- DOCUMENT TEXT -
▬▬▬

Bonds

S&P slashes Chicago suburb’s GO rating over default event on unrated bonds

Bolingbrook, Illinois, was downgraded seven notches by S&P Global Ratings, which cited the Chicago suburb’s unwillingness to cover shortages on unrated sales tax revenue bonds as a management and governance risk.

The village of 73,000said the downgrade “sets a harmful and disruptive precedent for any credit secured by specific revenues that do not pledge the taxing power of the related municipality.”

S&P cut the village’s underlying GO rating to BBB-minus from AA Thursday as rebuke for failing “to support a capital obligation” by missing five sinking payments owed on a January 2024 term bond from the $47.7 million unrated 2005 issue.

The bonds are secured by sales tax revenues in a specially designated area for a retail development project. The missed sinking fund deposits that began in 2020 were disclosed in October by the bond trustee and trigger an event of default under the bond indenture.

“The likelihood of default upon the term bonds maturity results in a weaker management assessment for the village under our criteria,” S&P analyst Andrew Truckenmiller said. “As a result of the weaker management score, our rating on the village’s GO debt is capped” at BBB-minus. The village has $200 million of direct debt. The outlook on the GOs is stable.

The village government told S&P that pledged revenues will likely fall short of meeting both the 2024 and 2026 term maturities and the village lacks a formalized plan to use other available resources to satisfy the debt service obligations.

Those factors drive a weaker management assessment and raise governance risk under S&P’s local government criteria with Bolingbrook labeled as “vulnerable” under those metrics.

“The recurring events of default under the trust indenture and the likelihood that the village will default upon the term bonds maturity represents a weak risk management, culture, and oversight governance in our opinion,” Truckenmiller said. “In our view, the 2005 sales tax bonds are obligations of the village and a lack of support for them reflects weak governance practices.”

S&P’s local government GO rating methodology which has been in place since 2013 guided the action and has resulted in similar actions for other GO credits, analysts said.

Environmental, social, and governance credit factors for the change fall under “risk management, culture, and oversight.”

Village officials criticized S&P’s decision and appealed the rating committee’s decision when first notified.

▬▬▬

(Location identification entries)
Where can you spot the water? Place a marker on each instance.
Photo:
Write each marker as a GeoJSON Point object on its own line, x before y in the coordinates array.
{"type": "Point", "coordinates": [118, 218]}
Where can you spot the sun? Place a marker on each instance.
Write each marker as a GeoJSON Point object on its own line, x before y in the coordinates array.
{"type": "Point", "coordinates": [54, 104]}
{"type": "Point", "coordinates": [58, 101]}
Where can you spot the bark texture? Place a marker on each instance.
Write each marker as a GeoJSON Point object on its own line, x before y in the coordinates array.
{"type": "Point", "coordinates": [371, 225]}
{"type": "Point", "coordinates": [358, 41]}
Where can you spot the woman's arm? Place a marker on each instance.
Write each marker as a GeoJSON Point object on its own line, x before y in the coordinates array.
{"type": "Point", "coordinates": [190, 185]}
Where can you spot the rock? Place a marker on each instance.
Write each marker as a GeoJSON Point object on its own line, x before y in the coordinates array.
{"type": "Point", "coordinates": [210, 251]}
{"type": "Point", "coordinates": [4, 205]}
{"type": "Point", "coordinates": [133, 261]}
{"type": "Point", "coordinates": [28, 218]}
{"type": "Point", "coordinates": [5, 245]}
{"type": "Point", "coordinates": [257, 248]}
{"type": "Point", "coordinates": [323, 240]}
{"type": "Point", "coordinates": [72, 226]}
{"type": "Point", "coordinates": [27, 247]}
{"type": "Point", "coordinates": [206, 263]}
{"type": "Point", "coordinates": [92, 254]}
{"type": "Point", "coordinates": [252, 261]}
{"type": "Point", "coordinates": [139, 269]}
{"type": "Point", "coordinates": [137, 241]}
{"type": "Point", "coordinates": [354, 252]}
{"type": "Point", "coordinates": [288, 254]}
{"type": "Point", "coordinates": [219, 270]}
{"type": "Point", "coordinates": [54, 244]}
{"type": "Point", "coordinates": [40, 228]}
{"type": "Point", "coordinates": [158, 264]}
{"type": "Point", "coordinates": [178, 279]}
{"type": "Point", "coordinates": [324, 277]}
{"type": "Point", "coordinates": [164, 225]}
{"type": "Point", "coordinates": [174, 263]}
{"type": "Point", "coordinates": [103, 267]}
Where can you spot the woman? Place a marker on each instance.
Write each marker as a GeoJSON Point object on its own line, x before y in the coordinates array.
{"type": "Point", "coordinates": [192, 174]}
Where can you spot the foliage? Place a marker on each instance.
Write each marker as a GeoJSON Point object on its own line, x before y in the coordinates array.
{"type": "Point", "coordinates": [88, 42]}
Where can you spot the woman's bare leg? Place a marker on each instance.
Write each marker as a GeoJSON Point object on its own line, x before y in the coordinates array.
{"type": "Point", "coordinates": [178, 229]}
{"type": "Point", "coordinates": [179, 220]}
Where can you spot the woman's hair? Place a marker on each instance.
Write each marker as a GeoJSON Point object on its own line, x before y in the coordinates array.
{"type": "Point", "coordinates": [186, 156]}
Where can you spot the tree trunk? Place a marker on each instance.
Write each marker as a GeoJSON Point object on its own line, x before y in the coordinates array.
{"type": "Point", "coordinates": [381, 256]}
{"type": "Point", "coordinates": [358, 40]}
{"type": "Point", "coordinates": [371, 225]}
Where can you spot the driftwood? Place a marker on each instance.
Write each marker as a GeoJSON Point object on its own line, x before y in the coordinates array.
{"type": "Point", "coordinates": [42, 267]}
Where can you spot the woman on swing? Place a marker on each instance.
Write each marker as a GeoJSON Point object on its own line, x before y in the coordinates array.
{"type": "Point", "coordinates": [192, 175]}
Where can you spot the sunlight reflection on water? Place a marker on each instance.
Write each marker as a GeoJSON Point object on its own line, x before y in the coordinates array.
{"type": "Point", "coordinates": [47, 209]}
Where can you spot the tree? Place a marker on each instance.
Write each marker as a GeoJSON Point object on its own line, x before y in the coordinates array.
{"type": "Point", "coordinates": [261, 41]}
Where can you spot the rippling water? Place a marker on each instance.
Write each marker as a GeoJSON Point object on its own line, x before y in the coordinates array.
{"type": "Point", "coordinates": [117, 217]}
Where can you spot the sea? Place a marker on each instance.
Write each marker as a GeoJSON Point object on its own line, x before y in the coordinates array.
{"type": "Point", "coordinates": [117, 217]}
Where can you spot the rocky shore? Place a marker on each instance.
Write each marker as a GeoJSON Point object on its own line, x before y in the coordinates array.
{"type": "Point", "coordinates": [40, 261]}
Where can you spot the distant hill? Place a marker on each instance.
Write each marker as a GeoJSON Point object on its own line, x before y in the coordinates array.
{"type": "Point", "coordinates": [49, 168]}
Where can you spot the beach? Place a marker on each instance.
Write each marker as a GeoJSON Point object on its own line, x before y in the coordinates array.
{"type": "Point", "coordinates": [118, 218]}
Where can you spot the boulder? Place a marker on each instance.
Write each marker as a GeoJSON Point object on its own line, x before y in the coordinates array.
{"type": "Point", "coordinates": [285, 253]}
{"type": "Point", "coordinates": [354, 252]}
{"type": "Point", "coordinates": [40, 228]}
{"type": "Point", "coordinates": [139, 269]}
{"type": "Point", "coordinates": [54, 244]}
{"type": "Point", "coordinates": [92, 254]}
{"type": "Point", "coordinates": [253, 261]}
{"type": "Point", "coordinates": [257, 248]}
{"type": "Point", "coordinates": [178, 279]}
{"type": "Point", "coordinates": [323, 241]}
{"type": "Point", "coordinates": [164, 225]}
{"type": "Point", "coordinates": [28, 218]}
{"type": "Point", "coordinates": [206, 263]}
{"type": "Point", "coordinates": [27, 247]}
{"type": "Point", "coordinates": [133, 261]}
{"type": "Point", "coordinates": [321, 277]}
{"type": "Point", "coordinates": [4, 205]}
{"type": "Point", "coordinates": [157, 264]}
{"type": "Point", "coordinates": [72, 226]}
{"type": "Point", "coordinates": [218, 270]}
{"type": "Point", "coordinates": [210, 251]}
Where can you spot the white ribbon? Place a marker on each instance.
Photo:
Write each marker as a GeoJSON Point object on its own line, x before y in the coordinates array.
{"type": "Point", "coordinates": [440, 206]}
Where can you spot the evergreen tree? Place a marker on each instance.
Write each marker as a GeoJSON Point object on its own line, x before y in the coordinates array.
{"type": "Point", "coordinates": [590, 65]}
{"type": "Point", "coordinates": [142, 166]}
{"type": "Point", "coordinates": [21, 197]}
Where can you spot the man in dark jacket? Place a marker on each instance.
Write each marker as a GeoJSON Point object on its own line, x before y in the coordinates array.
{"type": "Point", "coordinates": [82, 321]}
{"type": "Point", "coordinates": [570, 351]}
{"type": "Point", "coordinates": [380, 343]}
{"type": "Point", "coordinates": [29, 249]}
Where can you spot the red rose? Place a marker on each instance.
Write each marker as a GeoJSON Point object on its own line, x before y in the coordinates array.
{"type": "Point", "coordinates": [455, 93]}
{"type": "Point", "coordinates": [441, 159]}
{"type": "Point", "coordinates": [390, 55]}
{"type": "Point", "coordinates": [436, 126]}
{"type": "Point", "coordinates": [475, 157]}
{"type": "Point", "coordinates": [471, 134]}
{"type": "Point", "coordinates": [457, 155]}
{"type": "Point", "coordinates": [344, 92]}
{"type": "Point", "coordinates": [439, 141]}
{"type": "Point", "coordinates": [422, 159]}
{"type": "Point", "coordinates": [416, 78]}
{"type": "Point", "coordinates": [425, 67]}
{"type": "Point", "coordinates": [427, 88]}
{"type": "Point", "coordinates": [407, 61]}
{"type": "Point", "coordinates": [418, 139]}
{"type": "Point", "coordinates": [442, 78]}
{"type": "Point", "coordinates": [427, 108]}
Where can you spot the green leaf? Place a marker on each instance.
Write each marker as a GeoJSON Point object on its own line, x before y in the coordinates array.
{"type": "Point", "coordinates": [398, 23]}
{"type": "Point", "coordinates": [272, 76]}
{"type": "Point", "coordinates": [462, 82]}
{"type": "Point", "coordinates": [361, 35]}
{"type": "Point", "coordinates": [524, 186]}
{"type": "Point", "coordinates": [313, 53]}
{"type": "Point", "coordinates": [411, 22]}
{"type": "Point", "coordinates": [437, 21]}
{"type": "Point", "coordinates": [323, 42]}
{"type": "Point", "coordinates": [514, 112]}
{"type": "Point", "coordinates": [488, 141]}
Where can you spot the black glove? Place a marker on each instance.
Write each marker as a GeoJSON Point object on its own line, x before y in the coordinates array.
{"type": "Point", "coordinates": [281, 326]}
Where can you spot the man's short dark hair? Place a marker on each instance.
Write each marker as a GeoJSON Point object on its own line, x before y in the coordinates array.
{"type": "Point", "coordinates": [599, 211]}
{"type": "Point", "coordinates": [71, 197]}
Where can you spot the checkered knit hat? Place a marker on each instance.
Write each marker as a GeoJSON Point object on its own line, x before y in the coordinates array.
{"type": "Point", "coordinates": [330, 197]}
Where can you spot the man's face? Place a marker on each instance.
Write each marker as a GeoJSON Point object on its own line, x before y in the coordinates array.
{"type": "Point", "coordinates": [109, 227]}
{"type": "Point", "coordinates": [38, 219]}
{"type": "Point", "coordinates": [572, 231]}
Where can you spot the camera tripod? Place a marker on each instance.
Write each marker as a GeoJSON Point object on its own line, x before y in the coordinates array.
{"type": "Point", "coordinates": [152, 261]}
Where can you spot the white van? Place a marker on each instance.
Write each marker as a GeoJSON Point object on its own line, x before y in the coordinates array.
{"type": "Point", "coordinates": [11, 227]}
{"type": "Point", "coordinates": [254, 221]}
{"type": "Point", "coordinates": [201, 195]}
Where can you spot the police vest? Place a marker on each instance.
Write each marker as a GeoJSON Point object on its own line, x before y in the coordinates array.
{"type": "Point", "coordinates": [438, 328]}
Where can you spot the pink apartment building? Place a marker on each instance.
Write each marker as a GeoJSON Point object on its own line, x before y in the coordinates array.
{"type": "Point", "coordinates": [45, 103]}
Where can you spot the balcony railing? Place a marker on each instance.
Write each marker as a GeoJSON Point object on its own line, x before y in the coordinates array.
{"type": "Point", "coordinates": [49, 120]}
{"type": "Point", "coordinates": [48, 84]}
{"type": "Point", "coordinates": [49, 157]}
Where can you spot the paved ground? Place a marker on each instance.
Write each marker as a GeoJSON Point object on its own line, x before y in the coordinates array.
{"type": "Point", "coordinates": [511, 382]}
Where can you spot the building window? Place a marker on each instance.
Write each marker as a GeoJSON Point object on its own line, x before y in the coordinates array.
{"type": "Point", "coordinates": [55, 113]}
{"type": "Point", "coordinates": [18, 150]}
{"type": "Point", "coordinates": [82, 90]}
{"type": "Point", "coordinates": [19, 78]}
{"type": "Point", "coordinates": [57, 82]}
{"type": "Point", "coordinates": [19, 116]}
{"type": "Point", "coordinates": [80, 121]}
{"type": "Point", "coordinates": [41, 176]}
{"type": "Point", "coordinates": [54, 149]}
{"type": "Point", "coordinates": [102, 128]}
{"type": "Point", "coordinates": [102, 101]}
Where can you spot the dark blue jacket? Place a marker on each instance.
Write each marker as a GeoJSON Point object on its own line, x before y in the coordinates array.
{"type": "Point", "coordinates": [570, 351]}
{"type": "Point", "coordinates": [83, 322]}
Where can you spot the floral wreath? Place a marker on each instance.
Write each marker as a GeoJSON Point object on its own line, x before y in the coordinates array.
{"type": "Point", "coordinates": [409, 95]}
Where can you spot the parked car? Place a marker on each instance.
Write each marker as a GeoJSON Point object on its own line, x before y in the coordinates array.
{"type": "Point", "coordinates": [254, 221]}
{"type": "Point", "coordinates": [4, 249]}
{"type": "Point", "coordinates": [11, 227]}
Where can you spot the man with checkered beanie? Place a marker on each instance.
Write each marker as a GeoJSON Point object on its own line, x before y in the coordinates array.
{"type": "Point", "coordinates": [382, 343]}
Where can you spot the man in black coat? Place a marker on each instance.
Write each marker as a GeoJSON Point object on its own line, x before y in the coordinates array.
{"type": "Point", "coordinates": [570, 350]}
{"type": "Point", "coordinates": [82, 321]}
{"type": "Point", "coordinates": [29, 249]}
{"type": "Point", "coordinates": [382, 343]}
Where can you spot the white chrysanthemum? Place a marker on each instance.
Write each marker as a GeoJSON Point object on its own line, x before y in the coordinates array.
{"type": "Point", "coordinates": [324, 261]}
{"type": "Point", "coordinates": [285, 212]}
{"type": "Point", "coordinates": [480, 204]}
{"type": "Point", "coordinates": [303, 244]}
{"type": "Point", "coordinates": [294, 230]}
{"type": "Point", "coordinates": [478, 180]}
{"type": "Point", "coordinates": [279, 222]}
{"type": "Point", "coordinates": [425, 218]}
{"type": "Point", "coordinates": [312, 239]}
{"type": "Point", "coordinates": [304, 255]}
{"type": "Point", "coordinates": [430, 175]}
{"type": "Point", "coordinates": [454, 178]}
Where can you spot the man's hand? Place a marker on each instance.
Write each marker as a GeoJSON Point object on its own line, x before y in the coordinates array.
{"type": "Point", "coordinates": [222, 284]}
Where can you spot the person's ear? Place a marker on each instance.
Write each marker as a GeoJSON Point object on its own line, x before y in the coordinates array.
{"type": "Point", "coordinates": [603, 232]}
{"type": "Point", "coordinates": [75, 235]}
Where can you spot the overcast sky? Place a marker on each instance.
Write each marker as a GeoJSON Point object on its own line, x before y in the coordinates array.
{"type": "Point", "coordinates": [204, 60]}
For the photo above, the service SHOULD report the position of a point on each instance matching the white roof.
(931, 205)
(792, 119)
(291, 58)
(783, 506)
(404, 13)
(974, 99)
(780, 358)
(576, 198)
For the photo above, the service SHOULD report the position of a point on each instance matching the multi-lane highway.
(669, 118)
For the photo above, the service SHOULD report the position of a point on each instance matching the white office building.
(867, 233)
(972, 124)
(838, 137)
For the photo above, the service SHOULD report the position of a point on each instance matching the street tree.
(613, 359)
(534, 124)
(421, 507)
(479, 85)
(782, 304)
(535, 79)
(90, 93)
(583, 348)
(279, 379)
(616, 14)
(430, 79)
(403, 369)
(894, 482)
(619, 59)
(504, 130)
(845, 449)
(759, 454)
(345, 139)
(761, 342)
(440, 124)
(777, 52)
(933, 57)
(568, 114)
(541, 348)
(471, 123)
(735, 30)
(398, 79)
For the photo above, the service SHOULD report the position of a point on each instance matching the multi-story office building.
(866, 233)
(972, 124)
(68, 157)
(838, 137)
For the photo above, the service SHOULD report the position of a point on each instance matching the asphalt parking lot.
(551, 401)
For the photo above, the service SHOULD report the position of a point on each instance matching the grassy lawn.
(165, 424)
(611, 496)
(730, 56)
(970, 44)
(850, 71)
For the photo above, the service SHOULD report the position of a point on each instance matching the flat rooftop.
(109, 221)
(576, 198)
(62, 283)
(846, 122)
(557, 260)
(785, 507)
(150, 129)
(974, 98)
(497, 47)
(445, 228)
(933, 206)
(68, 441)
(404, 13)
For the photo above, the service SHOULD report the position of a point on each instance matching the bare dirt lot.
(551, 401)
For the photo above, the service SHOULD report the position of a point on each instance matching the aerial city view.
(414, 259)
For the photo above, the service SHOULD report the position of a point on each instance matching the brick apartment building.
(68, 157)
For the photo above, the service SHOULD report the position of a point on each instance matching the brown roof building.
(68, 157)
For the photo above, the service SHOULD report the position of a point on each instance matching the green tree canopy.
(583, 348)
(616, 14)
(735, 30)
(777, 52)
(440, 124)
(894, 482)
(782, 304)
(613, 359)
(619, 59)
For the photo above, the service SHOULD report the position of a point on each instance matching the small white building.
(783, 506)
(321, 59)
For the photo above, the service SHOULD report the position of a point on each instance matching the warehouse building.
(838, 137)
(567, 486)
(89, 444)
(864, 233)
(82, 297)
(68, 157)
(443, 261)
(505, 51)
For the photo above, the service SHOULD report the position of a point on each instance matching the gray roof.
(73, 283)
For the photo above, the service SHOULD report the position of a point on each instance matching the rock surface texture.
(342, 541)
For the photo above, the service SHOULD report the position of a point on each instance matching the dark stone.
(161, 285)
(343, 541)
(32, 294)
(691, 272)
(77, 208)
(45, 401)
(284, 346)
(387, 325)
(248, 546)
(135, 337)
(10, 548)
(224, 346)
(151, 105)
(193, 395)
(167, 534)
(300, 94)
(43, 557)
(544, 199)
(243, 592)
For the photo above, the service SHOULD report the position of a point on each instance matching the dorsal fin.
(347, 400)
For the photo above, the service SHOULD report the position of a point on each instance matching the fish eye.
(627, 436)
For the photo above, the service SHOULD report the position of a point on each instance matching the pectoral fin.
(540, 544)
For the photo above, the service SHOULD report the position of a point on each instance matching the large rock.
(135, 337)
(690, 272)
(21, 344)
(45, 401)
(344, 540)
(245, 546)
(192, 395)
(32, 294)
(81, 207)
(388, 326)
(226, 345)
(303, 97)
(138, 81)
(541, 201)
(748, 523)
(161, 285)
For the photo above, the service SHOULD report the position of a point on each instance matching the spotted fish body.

▬▬▬

- CHALLENGES -
a) Reproduce the Bolingbrook rating article between "S&P’s local government GO" and "when first notified.", inclusive.
b) Carry on the Bolingbrook rating article from its last sentence.

- EXPECTED RESULTS -
a)
S&P’s local government GO rating methodology which has been in place since 2013 guided the action and has resulted in similar actions for other GO credits, analysts said.

Environmental, social, and governance credit factors for the change fall under “risk management, culture, and oversight.”

Village officials criticized S&P’s decision and appealed the rating committee’s decision when first notified.

b)
“The village disagreed with S&P’s application of its ‘U.S. Local Governments General Obligations Ratings’ methodology and provided substantial evidence of why negative performance on a standalone credit unrelated to the village’s issuer credit rating should not impair its ICR on appeal. S&P denied that appeal,” said a statement emailed by village Finance Director Rosa Cojulun.

The statement noted that the unrated bonds were sold to sophisticated buyers based on the project’s risk and limited scope of the pledge and that the limited offering memorandum included substantial language disclosing that the bonds are neither a debt, liability, general obligation or even a moral obligation of the village.

The Series 2005 bonds paid interest rates of 5.75%, 6.25%, and 6% on 2015, 2024, and 2026 term maturities, respectively, and are also not subject to any continuing disclosure rules.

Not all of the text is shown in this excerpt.